Task brief → When you come to the line with "I'd appreciate your help finding the blue sky", begin repeating; continue exactly through the final line of the records and include nothing from before.

Data for the task →
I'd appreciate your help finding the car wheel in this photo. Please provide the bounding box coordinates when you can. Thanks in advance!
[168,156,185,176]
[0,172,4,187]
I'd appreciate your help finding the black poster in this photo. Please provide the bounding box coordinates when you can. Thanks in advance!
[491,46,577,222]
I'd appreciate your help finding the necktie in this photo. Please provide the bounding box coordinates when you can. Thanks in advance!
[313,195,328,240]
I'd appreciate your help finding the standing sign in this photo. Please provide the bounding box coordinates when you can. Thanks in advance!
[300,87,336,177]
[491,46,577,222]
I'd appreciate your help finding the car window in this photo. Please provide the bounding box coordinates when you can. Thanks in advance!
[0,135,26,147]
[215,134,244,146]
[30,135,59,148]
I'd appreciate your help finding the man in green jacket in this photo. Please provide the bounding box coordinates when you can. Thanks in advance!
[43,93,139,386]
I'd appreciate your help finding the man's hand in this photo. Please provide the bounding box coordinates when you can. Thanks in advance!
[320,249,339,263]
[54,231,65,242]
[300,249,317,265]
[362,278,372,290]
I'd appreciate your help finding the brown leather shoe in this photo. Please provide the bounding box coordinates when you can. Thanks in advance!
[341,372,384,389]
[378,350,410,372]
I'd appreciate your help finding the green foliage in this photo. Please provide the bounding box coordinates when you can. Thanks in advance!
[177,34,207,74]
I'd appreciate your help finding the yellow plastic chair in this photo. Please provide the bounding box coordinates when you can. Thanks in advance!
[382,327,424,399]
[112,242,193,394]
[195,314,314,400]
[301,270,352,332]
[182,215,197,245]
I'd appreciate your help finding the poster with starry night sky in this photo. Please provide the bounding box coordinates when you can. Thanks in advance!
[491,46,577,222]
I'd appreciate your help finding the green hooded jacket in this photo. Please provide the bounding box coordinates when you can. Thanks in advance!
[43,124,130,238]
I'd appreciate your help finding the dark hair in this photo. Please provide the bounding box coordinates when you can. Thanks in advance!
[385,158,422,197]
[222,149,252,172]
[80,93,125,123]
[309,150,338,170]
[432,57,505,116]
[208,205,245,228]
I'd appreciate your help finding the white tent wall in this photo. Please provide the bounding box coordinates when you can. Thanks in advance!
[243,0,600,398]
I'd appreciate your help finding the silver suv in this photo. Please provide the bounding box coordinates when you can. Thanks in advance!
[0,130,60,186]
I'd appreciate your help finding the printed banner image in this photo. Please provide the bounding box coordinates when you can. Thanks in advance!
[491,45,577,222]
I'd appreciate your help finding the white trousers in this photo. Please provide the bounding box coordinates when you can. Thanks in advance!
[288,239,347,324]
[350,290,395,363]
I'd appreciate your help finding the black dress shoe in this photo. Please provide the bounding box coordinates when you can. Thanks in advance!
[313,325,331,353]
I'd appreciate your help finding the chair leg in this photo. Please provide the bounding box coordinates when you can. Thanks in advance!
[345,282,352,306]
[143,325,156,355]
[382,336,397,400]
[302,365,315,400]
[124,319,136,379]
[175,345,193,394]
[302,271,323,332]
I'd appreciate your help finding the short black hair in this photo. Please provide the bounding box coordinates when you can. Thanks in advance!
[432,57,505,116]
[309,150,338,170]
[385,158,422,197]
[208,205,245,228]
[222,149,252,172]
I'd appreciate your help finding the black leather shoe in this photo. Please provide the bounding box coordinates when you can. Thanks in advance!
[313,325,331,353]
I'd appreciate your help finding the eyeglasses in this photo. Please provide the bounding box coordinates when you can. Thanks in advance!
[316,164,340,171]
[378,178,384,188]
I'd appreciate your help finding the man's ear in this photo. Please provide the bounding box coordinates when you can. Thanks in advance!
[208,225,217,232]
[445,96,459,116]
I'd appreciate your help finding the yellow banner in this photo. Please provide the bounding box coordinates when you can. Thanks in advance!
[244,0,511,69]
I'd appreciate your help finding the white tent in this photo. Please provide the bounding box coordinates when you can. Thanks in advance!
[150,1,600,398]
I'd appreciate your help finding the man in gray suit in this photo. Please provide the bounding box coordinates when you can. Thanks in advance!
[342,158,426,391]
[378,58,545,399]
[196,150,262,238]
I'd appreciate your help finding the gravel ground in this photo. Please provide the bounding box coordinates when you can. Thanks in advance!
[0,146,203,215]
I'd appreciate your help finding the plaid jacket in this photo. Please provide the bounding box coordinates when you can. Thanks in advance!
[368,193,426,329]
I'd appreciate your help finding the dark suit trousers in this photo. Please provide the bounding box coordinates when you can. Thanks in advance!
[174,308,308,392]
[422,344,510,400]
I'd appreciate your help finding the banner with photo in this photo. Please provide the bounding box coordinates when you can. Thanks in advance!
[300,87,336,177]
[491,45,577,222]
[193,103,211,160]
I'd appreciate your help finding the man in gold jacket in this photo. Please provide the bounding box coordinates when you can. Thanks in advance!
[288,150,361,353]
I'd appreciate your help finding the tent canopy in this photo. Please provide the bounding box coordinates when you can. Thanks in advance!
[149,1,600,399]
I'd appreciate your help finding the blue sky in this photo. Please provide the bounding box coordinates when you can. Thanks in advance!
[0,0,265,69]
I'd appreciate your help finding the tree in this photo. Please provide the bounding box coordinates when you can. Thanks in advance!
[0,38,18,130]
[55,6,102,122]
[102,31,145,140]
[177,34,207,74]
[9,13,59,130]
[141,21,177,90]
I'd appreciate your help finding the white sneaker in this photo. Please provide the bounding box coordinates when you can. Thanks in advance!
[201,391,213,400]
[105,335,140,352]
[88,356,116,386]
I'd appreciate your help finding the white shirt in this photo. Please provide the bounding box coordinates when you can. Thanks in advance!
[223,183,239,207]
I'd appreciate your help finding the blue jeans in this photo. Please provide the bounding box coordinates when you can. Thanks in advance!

Task response →
I'd appreciate your help finding the blue sky in this photo. Please provide the bounding box coordinates when you can. Thanks in advance!
[0,0,265,69]
I'd appreciate your help finding the tree in this photo. Please provide the bounding box coordinates when you can. Thanks in advance!
[0,38,18,130]
[55,6,102,122]
[102,31,145,140]
[177,34,207,74]
[9,13,59,130]
[141,21,177,90]
I'd appreciate your help finding the white sneaker in this photo. Please provide the bounding box coordinates when you can. Thanks in advance!
[201,391,213,400]
[105,335,140,352]
[88,356,116,386]
I'd appreciate your help finding the white shirt in this photo. Please provide the bounding box coordinates when you can. Thanks in advance!
[223,183,239,207]
I'd appreciate your help finding the blue jeans in this photo. Please provide the bounding box coordinates when you can. Thanks in advance!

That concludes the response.